» AIM OF THE TASK
Write the data out again, character for character, with no images.

Saved entries
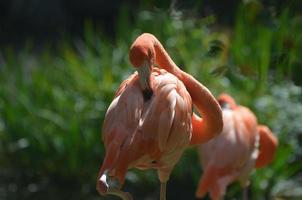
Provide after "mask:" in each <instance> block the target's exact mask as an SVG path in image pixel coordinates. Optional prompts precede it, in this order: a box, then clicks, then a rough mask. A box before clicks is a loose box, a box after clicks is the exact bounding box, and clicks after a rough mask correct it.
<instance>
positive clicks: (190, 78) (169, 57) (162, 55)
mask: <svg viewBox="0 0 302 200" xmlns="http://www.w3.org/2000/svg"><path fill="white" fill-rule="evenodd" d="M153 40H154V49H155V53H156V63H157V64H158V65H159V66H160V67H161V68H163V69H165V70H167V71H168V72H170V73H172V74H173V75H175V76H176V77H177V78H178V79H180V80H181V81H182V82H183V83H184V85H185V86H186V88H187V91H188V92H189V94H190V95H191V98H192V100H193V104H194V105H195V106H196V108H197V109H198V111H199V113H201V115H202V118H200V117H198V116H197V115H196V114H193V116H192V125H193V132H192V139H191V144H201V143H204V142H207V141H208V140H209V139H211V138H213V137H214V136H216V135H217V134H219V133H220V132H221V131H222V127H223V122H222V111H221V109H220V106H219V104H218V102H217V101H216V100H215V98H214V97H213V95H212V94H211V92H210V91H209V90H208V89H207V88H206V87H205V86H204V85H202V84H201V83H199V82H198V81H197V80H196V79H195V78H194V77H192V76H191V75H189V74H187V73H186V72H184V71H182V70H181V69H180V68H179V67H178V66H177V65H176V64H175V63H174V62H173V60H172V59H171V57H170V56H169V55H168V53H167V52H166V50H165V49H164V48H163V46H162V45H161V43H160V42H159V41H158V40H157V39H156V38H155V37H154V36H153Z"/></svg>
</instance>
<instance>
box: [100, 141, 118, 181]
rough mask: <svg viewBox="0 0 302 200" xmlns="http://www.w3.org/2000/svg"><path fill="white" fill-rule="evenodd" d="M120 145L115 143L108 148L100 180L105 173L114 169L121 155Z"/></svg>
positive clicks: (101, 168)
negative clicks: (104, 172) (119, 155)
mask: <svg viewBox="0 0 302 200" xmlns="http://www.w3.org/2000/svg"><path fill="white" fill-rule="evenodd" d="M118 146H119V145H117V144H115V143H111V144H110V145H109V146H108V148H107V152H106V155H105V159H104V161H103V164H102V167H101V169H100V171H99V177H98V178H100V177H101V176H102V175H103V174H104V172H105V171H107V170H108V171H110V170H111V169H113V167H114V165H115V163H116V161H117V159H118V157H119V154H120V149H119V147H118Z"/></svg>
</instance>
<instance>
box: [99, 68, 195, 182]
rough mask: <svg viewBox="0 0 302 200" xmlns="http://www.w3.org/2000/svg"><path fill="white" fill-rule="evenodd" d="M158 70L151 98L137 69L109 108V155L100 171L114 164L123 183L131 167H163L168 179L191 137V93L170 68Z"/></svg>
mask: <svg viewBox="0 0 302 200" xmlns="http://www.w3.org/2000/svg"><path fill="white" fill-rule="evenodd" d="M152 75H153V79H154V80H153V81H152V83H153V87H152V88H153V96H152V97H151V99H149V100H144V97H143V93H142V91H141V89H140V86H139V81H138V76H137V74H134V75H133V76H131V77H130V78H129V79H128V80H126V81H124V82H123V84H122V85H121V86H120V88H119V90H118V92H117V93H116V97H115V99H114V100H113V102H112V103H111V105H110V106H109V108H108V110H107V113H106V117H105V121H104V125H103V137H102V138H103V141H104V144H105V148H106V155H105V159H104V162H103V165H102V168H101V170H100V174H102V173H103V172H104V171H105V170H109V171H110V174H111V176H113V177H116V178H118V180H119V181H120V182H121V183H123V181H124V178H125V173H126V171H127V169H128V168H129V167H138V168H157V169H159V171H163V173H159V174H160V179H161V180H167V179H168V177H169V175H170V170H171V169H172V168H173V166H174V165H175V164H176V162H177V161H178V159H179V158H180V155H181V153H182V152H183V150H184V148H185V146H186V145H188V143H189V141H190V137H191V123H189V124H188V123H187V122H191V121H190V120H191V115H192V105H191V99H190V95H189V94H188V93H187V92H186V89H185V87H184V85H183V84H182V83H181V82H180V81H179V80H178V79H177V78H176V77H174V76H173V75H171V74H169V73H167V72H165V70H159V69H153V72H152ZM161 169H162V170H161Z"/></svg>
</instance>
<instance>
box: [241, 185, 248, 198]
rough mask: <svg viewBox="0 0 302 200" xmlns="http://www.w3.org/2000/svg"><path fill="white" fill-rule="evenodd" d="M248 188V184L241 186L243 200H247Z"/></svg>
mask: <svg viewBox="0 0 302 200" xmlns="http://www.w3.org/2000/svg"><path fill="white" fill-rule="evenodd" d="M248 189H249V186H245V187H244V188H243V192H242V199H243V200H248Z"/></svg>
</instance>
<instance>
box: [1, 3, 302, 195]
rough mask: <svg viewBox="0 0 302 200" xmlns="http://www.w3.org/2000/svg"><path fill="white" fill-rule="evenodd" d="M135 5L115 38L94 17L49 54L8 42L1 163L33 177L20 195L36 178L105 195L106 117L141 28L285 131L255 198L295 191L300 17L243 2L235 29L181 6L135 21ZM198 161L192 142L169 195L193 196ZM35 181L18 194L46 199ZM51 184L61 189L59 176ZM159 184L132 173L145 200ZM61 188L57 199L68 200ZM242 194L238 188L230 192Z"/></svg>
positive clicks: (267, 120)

» WRITTEN RESPONSE
Provide after "mask:" in each <instance> block the target's exact mask as an SVG path in image pixel coordinates. Optional prompts precede it, in this order: a box, then clicks, then a rough mask. A box before clicks is a loose box, a box after clicks is the exact bounding box, and clicks after a rough mask correct it.
<instance>
positive clicks: (190, 78) (169, 57) (162, 55)
mask: <svg viewBox="0 0 302 200" xmlns="http://www.w3.org/2000/svg"><path fill="white" fill-rule="evenodd" d="M153 40H154V49H155V53H156V63H157V64H158V65H159V66H160V67H161V68H163V69H165V70H167V71H168V72H170V73H172V74H173V75H175V76H176V77H177V78H178V79H180V80H181V81H182V82H183V83H184V85H185V86H186V88H187V91H188V92H189V94H190V95H191V98H192V100H193V104H194V105H195V106H196V108H197V109H198V111H199V113H201V115H202V118H200V117H198V116H197V115H196V114H193V116H192V125H193V132H192V139H191V144H201V143H204V142H207V141H208V140H209V139H211V138H213V137H214V136H216V135H217V134H219V133H220V132H221V131H222V127H223V122H222V111H221V109H220V106H219V104H218V102H217V101H216V100H215V98H214V97H213V95H212V94H211V92H210V91H209V90H208V89H207V88H206V87H205V86H204V85H202V84H201V83H199V82H198V81H197V80H196V79H195V78H194V77H192V76H191V75H189V74H187V73H186V72H184V71H182V70H181V69H180V68H179V67H178V66H177V65H176V64H175V63H174V62H173V60H172V59H171V57H170V56H169V55H168V53H167V52H166V50H165V49H164V48H163V46H162V45H161V43H160V42H159V41H158V40H157V39H156V38H155V37H154V36H153Z"/></svg>
</instance>
<instance>
box: [100, 141, 118, 181]
rough mask: <svg viewBox="0 0 302 200" xmlns="http://www.w3.org/2000/svg"><path fill="white" fill-rule="evenodd" d="M120 145L115 143L108 148L100 180L105 173L114 169L121 155Z"/></svg>
positive clicks: (101, 168)
negative clicks: (104, 172) (119, 155)
mask: <svg viewBox="0 0 302 200" xmlns="http://www.w3.org/2000/svg"><path fill="white" fill-rule="evenodd" d="M118 146H119V145H117V144H115V143H111V144H110V145H109V146H108V148H107V152H106V155H105V159H104V161H103V164H102V167H101V169H100V171H99V177H98V178H100V177H101V176H102V175H103V174H104V172H105V171H107V170H108V171H110V170H111V169H113V167H114V165H115V163H116V161H117V159H118V157H119V154H120V149H119V147H118Z"/></svg>
</instance>
<instance>
box: [99, 68, 195, 182]
rough mask: <svg viewBox="0 0 302 200" xmlns="http://www.w3.org/2000/svg"><path fill="white" fill-rule="evenodd" d="M158 70L151 98L137 69L109 108V155L100 171L114 164L123 183L131 167H163L168 179L191 137V93L170 68Z"/></svg>
mask: <svg viewBox="0 0 302 200" xmlns="http://www.w3.org/2000/svg"><path fill="white" fill-rule="evenodd" d="M152 75H153V79H154V80H153V81H152V83H153V87H152V88H153V96H152V97H151V99H149V100H144V97H143V93H142V91H141V89H140V86H139V81H138V76H137V74H134V75H133V76H131V77H130V78H129V79H128V80H126V81H124V82H123V84H122V85H121V86H120V88H119V90H118V92H117V93H116V97H115V99H114V100H113V102H112V103H111V105H110V106H109V108H108V110H107V113H106V117H105V121H104V125H103V137H102V138H103V141H104V144H105V148H106V155H105V159H104V162H103V165H102V168H101V170H100V174H102V173H103V172H104V171H105V170H109V171H110V174H111V176H113V177H116V178H118V180H119V181H120V182H121V183H123V181H124V178H125V173H126V171H127V169H128V168H129V167H138V168H157V169H159V171H163V173H159V174H160V179H161V180H167V179H168V177H169V175H170V170H171V169H172V168H173V166H174V165H175V164H176V162H177V161H178V159H179V158H180V155H181V153H182V152H183V150H184V148H185V146H186V145H188V143H189V141H190V137H191V123H189V124H188V123H187V122H191V121H190V120H191V115H192V105H191V99H190V95H189V94H188V93H187V92H186V89H185V87H184V85H183V84H182V83H181V82H180V81H179V80H178V79H177V78H176V77H174V76H173V75H171V74H169V73H167V72H165V70H159V69H153V72H152ZM161 169H162V170H161Z"/></svg>
</instance>
<instance>
box: [241, 185, 248, 198]
rough mask: <svg viewBox="0 0 302 200" xmlns="http://www.w3.org/2000/svg"><path fill="white" fill-rule="evenodd" d="M248 188V184L241 186L243 200H247Z"/></svg>
mask: <svg viewBox="0 0 302 200" xmlns="http://www.w3.org/2000/svg"><path fill="white" fill-rule="evenodd" d="M248 189H249V186H245V187H244V188H243V192H242V199H243V200H248Z"/></svg>
</instance>
<instance>
box: [1, 3, 302, 195]
rough mask: <svg viewBox="0 0 302 200" xmlns="http://www.w3.org/2000/svg"><path fill="white" fill-rule="evenodd" d="M135 5L115 38L94 17L49 54L8 42L1 163L33 177L20 195L36 178L105 195L106 117L141 28L285 131L255 198L295 191L300 17L243 2L235 29L181 6L135 21ZM198 161L192 142L169 195L193 196ZM35 181L18 194L46 199ZM51 184L61 189L59 176ZM159 184L132 173L145 200ZM61 188L57 199L68 200ZM242 194L238 188L230 192Z"/></svg>
positive clicks: (267, 120)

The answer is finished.